__Assignment__
Return the entries below verbatim. Pictures stay out.

Source records:

━━━━━━━━

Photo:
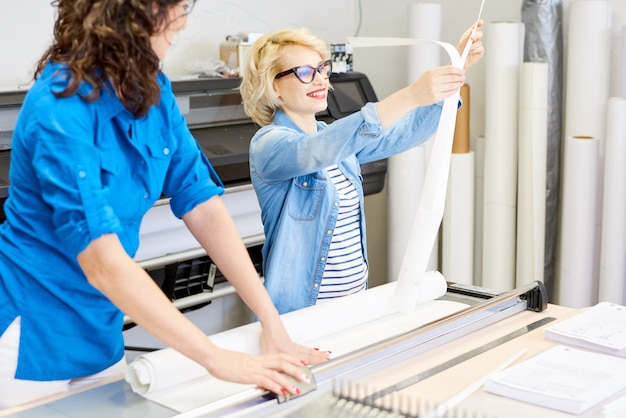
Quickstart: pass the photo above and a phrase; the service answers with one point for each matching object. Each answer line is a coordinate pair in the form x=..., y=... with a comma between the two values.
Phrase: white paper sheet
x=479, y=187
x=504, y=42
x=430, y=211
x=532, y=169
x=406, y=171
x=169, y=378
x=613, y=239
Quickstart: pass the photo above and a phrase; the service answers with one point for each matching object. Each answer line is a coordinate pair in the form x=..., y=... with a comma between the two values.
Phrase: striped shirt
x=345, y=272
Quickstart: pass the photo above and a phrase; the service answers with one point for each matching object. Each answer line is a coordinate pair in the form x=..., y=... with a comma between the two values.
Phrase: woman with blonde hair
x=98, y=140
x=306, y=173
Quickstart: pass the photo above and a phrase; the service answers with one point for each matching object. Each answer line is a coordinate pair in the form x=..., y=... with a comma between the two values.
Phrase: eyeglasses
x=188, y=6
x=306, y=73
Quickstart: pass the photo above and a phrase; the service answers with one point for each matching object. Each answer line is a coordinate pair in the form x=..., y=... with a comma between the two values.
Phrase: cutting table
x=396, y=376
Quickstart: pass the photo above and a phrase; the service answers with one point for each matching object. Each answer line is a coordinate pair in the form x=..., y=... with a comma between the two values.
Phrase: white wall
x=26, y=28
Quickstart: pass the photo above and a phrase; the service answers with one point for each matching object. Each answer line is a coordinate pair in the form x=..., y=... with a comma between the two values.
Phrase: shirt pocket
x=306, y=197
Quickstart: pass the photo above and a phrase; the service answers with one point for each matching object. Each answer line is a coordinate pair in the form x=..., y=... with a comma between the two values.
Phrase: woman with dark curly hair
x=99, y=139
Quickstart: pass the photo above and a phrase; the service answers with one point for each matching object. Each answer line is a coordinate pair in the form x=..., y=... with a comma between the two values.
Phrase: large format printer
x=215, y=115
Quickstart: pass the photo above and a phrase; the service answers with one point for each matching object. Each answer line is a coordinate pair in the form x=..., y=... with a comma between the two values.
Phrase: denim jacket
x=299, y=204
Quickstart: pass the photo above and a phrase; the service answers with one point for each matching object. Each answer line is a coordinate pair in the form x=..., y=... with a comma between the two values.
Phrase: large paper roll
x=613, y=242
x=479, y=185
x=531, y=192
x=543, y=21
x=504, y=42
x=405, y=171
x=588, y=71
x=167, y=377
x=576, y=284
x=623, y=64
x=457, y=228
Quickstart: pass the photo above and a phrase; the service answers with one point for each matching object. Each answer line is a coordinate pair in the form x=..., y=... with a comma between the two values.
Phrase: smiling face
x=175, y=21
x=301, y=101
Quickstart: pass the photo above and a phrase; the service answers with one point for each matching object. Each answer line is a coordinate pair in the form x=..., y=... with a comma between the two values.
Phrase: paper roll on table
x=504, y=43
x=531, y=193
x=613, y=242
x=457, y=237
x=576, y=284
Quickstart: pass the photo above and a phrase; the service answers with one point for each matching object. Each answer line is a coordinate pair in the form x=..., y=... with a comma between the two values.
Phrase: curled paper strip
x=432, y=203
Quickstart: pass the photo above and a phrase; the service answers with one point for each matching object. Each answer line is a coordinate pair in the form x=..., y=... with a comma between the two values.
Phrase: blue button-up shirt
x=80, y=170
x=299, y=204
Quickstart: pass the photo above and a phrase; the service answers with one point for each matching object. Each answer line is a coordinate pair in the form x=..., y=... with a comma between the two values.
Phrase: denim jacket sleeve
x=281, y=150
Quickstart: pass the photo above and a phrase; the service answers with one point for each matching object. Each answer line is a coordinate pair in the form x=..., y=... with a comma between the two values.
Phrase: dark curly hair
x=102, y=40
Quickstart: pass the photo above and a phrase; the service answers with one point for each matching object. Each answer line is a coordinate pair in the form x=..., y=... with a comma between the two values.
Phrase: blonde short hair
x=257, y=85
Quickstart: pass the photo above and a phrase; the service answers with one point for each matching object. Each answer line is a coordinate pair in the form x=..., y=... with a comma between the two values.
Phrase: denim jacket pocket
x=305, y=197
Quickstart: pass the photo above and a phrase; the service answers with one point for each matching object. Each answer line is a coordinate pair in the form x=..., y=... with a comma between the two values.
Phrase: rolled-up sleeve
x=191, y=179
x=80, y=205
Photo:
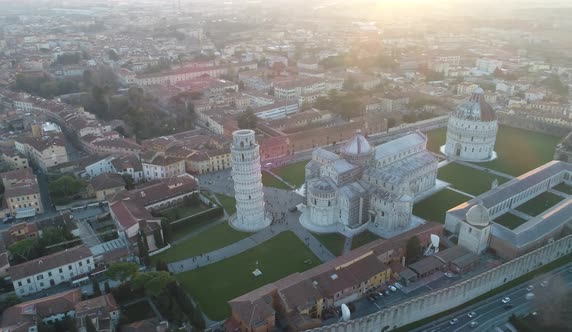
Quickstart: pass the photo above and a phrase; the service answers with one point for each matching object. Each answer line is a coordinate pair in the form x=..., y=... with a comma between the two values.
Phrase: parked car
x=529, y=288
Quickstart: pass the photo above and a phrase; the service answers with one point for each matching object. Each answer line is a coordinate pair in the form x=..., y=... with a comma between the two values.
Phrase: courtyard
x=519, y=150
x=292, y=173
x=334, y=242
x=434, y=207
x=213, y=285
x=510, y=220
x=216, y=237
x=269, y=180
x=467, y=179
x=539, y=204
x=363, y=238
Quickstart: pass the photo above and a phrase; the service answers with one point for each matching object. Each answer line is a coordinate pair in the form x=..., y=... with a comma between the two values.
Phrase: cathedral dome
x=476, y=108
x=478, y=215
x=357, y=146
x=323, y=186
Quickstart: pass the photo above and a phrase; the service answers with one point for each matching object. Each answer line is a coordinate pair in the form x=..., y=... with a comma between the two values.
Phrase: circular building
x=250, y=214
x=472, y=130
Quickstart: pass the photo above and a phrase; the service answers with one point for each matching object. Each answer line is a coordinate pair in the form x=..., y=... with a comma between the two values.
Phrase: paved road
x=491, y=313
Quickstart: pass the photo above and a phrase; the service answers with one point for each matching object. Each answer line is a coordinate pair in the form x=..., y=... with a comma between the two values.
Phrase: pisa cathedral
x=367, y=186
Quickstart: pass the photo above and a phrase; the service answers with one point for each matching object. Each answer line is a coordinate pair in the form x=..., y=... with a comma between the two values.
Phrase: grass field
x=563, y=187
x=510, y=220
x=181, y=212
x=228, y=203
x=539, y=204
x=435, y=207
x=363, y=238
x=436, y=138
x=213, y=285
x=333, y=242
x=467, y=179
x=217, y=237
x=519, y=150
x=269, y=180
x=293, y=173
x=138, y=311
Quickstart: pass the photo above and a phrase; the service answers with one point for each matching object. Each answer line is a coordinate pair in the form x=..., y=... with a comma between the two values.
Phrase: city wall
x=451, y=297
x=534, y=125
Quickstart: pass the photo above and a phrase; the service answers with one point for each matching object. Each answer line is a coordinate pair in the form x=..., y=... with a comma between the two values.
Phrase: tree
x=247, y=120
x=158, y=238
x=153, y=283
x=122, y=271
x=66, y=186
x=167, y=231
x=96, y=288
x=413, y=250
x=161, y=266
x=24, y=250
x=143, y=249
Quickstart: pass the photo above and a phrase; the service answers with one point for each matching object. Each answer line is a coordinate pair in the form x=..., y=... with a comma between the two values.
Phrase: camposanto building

━━━━━━━━

__Result below__
Photo:
Quickstart: pass the photo above and a phrase; the service answers with one point for each matching object. Each answer line is a coordinate pair in the form x=..., y=... with a comma between the two values.
Phrase: white paper sheet
x=479, y=187
x=504, y=42
x=430, y=211
x=532, y=169
x=406, y=171
x=169, y=378
x=613, y=239
Quickstart: pass the photo above and a phrase; the service answers with one point for each matching object. Each answer line is a coordinate pair in the form x=..., y=... with a comma between the two values.
Phrase: striped shirt
x=345, y=272
Quickstart: pass the photo above and a phrase; the service answers with one point for each matching object. Each answer line is a coordinate pair in the form x=..., y=... with a comma between the two values.
Phrase: woman with blonde hair
x=98, y=140
x=306, y=173
Quickstart: pass the photo above and a phrase; the service answers with one point for each matching object. Each answer line is a coordinate pair in the form x=..., y=... with a comma between the two values.
Phrase: eyeglasses
x=188, y=6
x=306, y=73
Quickstart: pass the photo above and a phrase; the service answers with one point for each matching object. Each answer line is a coordinate pair in the form x=..., y=... with a comma between the two values.
Phrase: cutting table
x=396, y=376
Quickstart: pass the photo above and a phrase; the service answers with one point for each matching object. Each answer line is a coordinate pair in the form x=..., y=... with a comma between the two values.
Phrase: white wall
x=26, y=28
Quickstart: pass the photo above and a phrase; the service answers with one point for each matching object. Each answer line is a coordinate pair in the form x=..., y=... with a comma between the two values.
Phrase: shirt pocket
x=306, y=197
Quickstart: pass the photo above and a phrase; the service answers with one point for each matching object. Each answer line is a coordinate pair in the form x=..., y=... with a comma between the two values.
Phrase: woman with dark curly hair
x=99, y=139
Quickstart: pass the photo above and a phrase; the service answers with one point for each matching object. Each answer line is a coordinate pair in the form x=..., y=... with a comma between the two values.
Phrase: large format printer
x=215, y=115
Quickstart: pass the photo above and a phrase; the service answers with one point for each matching object. Each answer line is a coordinate pair in the form x=..., y=... with a comma between the two values.
Phrase: denim jacket
x=299, y=204
Quickstart: pass the photo above and a phrase; the service answers with one point for each matching object. Each answer line is a coordinate pair in the form x=..., y=... with a comma between the two values.
Phrase: large paper roll
x=613, y=242
x=479, y=185
x=531, y=192
x=543, y=21
x=504, y=42
x=405, y=171
x=588, y=71
x=167, y=377
x=576, y=284
x=623, y=64
x=457, y=228
Quickstart: pass the photo above and a phrase; the service answers with one point for each matching object. Each answer line is a coordinate pair in the form x=..., y=... with a comma between the two values.
Phrase: smiling face
x=175, y=21
x=301, y=101
Quickstart: pass the photo above and a phrase; the service answers with one point for each matching object. Each answer line is a coordinate pair in the form x=..., y=... with a comma between the two values.
Phrase: paper roll on table
x=504, y=43
x=531, y=193
x=613, y=242
x=457, y=237
x=576, y=284
Quickstart: pass the photo above and a phrase; the service answers with one point for each matching object. Each answer line is a coordinate pair in the form x=..., y=... with a comma between the two values.
Phrase: curled paper strip
x=432, y=203
Quickstart: pass the photo above and a phrase; the service answers with one point for each matching object. Each answer line is a coordinate pair in the form x=..., y=... with a comma between the two values.
Phrase: blue button-up shirt
x=80, y=170
x=299, y=204
Quickstart: pass the photo above and a phrase; the service answers with one point for each matching object. Each answer line is a coordinate pair in the form x=..., y=... with a comma between the two values.
Phrase: denim jacket sleeve
x=281, y=150
Quickstart: pass the photo above and a phrase; the service answers with one point for each matching object. Each answer line is a coordinate pair in the form x=..., y=... with a comma between the two values.
Phrase: dark curly hair
x=102, y=40
Quickstart: pass the photo above and a phrase; the service answers with one point for each matching object. Each answer line is a coordinate pair in the form x=..., y=... with a comma between the two values.
Phrase: blonde short hair
x=257, y=85
Quickstart: pass the photo above and a phrase; the service answers with one point for each matching object. Each answer line is a coordinate pair in the form x=..., y=... with a comma between the two values.
Phrase: denim jacket pocket
x=305, y=197
Quickstart: pass the photo above and a phrase; the service answers with one point for each matching object. Each answer line is a coordinate pair in the form x=..., y=... with a comma between the two values.
Phrase: rolled-up sleeve
x=191, y=179
x=80, y=205
Photo:
Quickstart: pass the photo above and a phrase; the service answers with one point for each matching object. Each answer line is a coordinate pair in the form x=..., y=... with a comma between the two values.
Phrase: parked car
x=529, y=288
Quickstart: pass the photo above and a phrase; the service answers with one point for each matching object. Each answer line is a coordinate pair in the form x=..., y=... with a comma between the two values.
Phrase: courtyard
x=519, y=150
x=292, y=173
x=334, y=242
x=434, y=207
x=213, y=285
x=510, y=220
x=216, y=237
x=269, y=180
x=467, y=179
x=539, y=204
x=363, y=238
Quickstart: pass the photo above and a phrase; the service answers with one point for each matching object. Each answer line is a coordinate pair in the form x=..., y=... with a comma between the two values.
Phrase: cathedral dome
x=476, y=108
x=478, y=215
x=357, y=146
x=323, y=186
Quickstart: pass the photo above and a phrase; the service answers with one point for each matching object. Each answer line is a coordinate pair in the form x=..., y=... with a comma between the two values.
Phrase: circular building
x=250, y=214
x=472, y=130
Quickstart: pass the photo above and a phrase; the service answers with one point for each matching object. Each answer line is a coordinate pair in the form x=..., y=... with a comma between the two values.
Phrase: paved road
x=491, y=313
Quickstart: pass the photo above and a phrase; the service answers with one point for each matching object. Each answer line is a coordinate pair in the form x=..., y=... with a comma between the two values.
Phrase: pisa cathedral
x=367, y=186
Quickstart: pass the photo above and a phrase; the service answers with one point for each matching object. Each answer line is a coordinate pair in the form x=..., y=... with a comma between the two values.
Phrase: grass field
x=563, y=187
x=510, y=220
x=181, y=212
x=228, y=203
x=539, y=204
x=435, y=207
x=363, y=238
x=436, y=138
x=213, y=285
x=333, y=242
x=467, y=179
x=217, y=237
x=519, y=150
x=269, y=180
x=293, y=173
x=138, y=311
Quickstart: pass the photo above and a phrase; the service answers with one point for each matching object. Each answer line is a coordinate pair in the form x=..., y=... with a comma between the two values.
Phrase: city wall
x=451, y=297
x=534, y=125
Quickstart: pass the photo above and a phrase; the service answers with one point for each matching object. Each answer line is a coordinate pair in the form x=..., y=... with a comma between the two values.
Phrase: tree
x=247, y=120
x=158, y=238
x=153, y=283
x=122, y=271
x=66, y=186
x=167, y=231
x=96, y=288
x=413, y=250
x=161, y=266
x=24, y=250
x=143, y=249
Quickstart: pass the photo above and a phrase; the service answers with one point for each matching object. Each answer line is a coordinate pair in the form x=..., y=... with a comma between the two values.
Phrase: camposanto building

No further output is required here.